● Trecho original:
=======

Por Michel Blanco
Quem esperava um “pega pra capar” na tomada do Complexo do Alemão pelas forças de segurança sentiu-se frustrado. Anticlimática, a ação não correspondeu ao prenunciado em manchetes da véspera, como a do Globo: “Intenso tiroteio entre Exército e tráfico abre Batalha do Alemão”. Assim, com batalha em maiúscula, o diário reforçava a alusão absurda ao desembarque das tropas aliadas na Normandia, inaugurada na manchete da última sexta-feira (“O Dia D da guerra ao tráfico”). Esse é só um exemplo.
Entre o triunfalismo e o sensacionalismo, a cobertura jornalística da operação policial serviu de sela ao discurso oficial, mas também montou sobre um clamor coletivo por justiçamento, desatado em fãs da escola Capitão Nascimento. O que se viu na mídia – digital, eletrônica e impressa – foi a espetacularização dos fatos, em uma busca pelo protagonista de “Tropa de Elite” entre os homens das polícias e das Forças Armadas que subiam o morro, clicados em posição de combate. Acuado pelo fogo cruzado, o pessoal do morro, como de costume, não coube na foto.
Sintoma da disposição da imprensa para o espetáculo revelou-se na escolha das fontes. E lá estava o cineasta José Padilha a comentar a onda de violência que assola o Rio de Janeiro. Sem entrar no mérito da reconhecida competência profissional, a análise de Padilha é tão válida quanto uma palestra de Steven Spielberg sobre a extinção dos dinossauros, como disse uma amiga.

=======

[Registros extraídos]
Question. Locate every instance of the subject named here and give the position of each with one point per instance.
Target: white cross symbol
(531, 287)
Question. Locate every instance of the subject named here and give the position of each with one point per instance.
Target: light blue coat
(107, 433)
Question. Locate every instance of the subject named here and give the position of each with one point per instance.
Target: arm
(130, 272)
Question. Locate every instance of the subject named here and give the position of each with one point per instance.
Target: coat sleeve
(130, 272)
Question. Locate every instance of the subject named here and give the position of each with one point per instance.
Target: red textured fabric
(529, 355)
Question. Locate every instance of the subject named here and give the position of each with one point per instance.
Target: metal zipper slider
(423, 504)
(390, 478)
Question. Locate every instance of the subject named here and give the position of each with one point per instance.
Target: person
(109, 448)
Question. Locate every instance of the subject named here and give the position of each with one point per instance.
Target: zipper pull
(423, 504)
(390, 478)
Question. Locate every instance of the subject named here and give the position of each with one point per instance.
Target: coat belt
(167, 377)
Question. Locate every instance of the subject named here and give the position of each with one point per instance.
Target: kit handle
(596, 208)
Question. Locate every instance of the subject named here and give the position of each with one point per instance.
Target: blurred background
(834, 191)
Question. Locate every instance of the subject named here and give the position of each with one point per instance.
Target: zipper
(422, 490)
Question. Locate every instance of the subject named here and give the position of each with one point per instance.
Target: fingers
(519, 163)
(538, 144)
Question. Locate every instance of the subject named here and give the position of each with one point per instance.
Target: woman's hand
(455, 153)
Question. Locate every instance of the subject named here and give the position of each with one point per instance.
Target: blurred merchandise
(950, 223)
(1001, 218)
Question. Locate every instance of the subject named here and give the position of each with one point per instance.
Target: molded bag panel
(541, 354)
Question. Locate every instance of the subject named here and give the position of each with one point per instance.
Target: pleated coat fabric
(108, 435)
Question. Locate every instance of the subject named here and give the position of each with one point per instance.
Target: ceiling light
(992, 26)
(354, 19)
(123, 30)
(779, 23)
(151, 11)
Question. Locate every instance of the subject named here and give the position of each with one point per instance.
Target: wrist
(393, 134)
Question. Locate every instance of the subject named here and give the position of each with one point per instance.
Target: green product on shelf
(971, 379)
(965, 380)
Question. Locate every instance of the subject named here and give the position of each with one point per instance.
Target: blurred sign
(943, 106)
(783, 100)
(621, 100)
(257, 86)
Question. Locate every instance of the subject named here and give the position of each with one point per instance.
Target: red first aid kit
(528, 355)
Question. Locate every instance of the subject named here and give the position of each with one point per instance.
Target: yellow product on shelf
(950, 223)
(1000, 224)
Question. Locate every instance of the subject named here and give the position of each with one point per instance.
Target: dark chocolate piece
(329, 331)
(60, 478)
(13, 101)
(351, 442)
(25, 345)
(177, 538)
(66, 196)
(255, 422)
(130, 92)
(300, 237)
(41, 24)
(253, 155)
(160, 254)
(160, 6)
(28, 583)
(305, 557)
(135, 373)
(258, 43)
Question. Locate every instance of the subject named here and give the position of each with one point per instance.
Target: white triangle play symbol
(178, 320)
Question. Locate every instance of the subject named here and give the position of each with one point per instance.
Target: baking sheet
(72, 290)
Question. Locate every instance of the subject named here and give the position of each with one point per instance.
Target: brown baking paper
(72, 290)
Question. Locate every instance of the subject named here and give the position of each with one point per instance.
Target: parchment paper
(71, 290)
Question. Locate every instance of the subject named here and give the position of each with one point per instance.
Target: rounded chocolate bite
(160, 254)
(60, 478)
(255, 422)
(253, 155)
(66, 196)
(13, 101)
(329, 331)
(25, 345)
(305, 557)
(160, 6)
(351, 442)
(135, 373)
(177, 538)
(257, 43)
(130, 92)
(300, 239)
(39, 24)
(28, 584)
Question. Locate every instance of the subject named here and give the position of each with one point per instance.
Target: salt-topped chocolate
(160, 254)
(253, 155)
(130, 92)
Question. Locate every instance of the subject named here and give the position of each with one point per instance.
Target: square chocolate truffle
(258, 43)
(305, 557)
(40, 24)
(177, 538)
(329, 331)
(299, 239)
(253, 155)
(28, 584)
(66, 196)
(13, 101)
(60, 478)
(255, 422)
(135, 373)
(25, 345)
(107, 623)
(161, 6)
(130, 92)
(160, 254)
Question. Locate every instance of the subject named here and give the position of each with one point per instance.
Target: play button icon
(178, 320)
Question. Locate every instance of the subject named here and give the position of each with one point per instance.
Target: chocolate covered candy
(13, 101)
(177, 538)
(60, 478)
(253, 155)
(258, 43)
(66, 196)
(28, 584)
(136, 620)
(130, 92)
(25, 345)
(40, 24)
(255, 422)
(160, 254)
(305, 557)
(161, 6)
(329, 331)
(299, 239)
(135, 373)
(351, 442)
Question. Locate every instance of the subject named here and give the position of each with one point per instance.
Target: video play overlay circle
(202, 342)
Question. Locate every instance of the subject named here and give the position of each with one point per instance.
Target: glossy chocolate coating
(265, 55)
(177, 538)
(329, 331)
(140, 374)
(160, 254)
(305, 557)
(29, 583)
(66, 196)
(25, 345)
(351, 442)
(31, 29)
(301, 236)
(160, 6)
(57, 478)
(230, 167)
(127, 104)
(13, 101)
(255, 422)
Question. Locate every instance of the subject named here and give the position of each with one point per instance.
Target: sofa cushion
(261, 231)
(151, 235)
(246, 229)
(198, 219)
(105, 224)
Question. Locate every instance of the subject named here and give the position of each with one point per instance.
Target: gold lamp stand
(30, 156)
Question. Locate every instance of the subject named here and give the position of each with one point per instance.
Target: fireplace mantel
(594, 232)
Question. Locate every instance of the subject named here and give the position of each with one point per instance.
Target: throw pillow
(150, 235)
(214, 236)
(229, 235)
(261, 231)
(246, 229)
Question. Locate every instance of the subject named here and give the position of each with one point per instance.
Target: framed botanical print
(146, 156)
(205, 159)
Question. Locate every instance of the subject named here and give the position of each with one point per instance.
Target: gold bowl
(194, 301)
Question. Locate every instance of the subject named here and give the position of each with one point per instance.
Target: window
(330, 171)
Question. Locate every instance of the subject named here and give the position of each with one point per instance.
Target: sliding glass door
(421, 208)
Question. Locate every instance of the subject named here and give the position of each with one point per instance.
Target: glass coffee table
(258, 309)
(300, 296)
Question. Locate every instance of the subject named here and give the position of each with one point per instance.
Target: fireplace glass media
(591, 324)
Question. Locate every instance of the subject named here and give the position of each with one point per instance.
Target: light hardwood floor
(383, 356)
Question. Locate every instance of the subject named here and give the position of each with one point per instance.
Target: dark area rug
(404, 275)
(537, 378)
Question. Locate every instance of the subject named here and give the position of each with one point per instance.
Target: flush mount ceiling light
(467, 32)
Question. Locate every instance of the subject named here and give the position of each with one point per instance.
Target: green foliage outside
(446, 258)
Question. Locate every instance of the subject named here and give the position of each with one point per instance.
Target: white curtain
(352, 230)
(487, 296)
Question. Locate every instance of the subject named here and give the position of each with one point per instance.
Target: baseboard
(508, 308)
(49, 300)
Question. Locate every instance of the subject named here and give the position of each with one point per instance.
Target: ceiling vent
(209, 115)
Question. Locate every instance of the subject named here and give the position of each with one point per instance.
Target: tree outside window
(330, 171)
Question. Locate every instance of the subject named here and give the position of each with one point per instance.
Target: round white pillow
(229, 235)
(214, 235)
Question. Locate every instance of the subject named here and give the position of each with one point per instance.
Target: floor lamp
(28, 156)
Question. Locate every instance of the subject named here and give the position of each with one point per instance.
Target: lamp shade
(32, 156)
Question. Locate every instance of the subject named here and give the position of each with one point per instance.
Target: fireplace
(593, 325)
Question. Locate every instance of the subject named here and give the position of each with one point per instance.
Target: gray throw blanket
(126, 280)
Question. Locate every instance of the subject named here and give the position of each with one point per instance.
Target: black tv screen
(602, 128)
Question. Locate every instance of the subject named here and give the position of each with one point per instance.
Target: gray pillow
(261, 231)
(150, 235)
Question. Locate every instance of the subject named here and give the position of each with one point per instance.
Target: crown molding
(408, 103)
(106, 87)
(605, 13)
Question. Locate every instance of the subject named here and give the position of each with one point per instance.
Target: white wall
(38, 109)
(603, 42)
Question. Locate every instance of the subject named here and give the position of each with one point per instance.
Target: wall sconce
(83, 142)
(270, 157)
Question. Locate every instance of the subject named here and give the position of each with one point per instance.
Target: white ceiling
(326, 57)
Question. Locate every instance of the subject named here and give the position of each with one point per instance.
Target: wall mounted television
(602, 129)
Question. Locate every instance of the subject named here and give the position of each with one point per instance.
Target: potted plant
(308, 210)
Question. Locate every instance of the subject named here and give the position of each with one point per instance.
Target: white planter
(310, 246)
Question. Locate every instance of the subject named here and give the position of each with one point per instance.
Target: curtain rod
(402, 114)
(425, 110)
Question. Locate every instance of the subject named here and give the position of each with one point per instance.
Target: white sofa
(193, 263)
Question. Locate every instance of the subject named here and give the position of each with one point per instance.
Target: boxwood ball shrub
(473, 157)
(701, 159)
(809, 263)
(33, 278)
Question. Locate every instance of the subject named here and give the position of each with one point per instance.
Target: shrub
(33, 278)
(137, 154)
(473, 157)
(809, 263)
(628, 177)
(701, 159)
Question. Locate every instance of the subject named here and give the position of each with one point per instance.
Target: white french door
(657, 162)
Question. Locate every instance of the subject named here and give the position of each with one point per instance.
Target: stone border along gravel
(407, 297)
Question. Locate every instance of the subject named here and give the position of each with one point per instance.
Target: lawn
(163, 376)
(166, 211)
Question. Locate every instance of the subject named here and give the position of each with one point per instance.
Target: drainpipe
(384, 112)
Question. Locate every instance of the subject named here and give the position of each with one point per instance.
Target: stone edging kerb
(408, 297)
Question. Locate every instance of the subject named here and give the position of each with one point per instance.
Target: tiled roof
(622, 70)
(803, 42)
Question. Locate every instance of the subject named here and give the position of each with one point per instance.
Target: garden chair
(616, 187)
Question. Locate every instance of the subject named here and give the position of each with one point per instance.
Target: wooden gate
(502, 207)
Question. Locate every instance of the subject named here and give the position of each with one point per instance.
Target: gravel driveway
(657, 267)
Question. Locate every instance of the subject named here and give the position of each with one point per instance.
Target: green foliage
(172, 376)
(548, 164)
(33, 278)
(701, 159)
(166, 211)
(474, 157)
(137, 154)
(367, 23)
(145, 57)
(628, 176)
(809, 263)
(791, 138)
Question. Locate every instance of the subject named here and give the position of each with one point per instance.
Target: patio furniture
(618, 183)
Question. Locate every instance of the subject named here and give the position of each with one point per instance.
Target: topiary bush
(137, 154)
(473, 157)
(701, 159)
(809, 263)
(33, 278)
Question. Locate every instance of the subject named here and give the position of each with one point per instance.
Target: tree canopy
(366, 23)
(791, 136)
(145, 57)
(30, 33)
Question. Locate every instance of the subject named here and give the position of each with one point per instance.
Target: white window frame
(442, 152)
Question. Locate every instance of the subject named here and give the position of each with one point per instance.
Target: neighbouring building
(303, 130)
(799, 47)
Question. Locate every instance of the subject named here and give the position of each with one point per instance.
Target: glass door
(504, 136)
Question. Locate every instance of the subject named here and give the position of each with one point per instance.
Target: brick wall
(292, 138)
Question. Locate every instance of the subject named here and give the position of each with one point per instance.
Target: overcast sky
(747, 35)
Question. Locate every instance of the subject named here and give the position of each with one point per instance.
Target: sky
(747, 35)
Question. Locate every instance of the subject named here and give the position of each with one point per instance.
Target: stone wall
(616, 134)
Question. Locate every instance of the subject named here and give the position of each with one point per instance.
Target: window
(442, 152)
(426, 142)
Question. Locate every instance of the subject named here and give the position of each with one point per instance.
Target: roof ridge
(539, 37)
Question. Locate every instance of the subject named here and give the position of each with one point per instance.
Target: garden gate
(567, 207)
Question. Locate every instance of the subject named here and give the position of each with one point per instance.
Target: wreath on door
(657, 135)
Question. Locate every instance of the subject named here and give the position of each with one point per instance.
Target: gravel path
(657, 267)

=======

● O que fazer:
(a) Segundo o texto sobre a cobertura da tomada do Complexo do Alemão, por que a ação foi anticlimática? Responda em uma a três frases.
(b) Dê prosseguimento ao texto sobre a cobertura da tomada do Complexo do Alemão a partir do ponto em que ele termina.

● Respostas por tarefa:
(a) A ação foi anticlimática porque não correspondeu ao que as manchetes da véspera prenunciavam. O Globo, por exemplo, havia anunciado um "intenso tiroteio entre Exército e tráfico" que abria a "Batalha do Alemão". Por isso, quem esperava um "pega pra capar" sentiu-se frustrado.

(b)
Se havia dúvidas sobre uma excessiva dramatização na cobertura jornalística, elas se desfizeram com as imagens dos bandidos presos no Alemão, exibidos na TV como troféus. Caso de Eliseu Felício de Souza, o Zeu, um dos condenados pelo assassinato do repórter Tim Lopes, em 2002. O finado “Aqui Agora”, do SBT, pareceu servir de referência ao autoelogiado padrão Globo de jornalismo. Revanchismo? Outras emissoras seguiram o mesmo caminho, e algumas se lambuzaram a valer, como a Band.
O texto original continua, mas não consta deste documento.